Exercise brief: In the interview transcript, which flowers did the speaker's sister and her family grow in Encinitas?

== Reading passage ==

SY: My sister, like I said, was two years older than I am. And then I had two brothers, younger, Willie and Jimmy. And they were three or four years, Willie was about three or four years younger than I was. So I think my brother Willie had passed away, he lived in Fresno, and he passed away. I still have Jimmy, and Jimmy lives up in Encinitas, he's retired. My sister lives in Encinitas, she's still working.

WP: Wow. What's your sister's name?

SY: Fumi, F-U-M-I-K-O.

WP: And what's your sister like, or what was she like growing up?

SY: Bossy. [Laughs] She got married very young. She got married right away, I'd say about nineteen, eighteen, nineteen years old.

WP: Uh-huh.

SY: I didn't get married until I was twenty-three, so I was able to go out and work. My sister did work a little bit when she was in Chicago, and then she went to Cleveland. But she got married very young and had children. But then later on, they did do some farming, and they grew carnations and chrysanthemums up in Encinitas, and now she's... then she started working at the school district and she's still there.

WP: Can you tell me about your brother Willie and what he was like growing up?

===
== Given entries ==

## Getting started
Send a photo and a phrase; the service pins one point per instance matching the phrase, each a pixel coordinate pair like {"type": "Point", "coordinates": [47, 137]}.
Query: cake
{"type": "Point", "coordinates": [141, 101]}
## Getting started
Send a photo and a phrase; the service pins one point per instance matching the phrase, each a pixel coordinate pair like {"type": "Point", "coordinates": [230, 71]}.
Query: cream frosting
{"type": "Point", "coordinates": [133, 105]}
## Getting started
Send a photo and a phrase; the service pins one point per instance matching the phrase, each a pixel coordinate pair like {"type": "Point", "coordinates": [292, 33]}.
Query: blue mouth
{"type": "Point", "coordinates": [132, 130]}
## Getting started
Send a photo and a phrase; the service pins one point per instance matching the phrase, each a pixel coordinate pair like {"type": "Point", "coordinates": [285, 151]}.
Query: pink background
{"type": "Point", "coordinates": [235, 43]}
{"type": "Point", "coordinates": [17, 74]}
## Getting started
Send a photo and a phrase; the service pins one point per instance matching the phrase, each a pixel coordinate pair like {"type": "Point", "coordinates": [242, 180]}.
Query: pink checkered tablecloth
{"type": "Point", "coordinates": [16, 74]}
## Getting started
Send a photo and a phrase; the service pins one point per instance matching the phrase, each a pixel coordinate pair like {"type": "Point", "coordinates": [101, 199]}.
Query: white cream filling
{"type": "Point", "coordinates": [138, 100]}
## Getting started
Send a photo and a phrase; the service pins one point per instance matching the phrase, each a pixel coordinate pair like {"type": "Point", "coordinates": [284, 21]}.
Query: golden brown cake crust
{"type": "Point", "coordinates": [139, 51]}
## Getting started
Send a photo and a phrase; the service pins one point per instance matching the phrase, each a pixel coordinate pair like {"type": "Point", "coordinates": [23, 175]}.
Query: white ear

===

Result of the exercise: Carnations and chrysanthemums.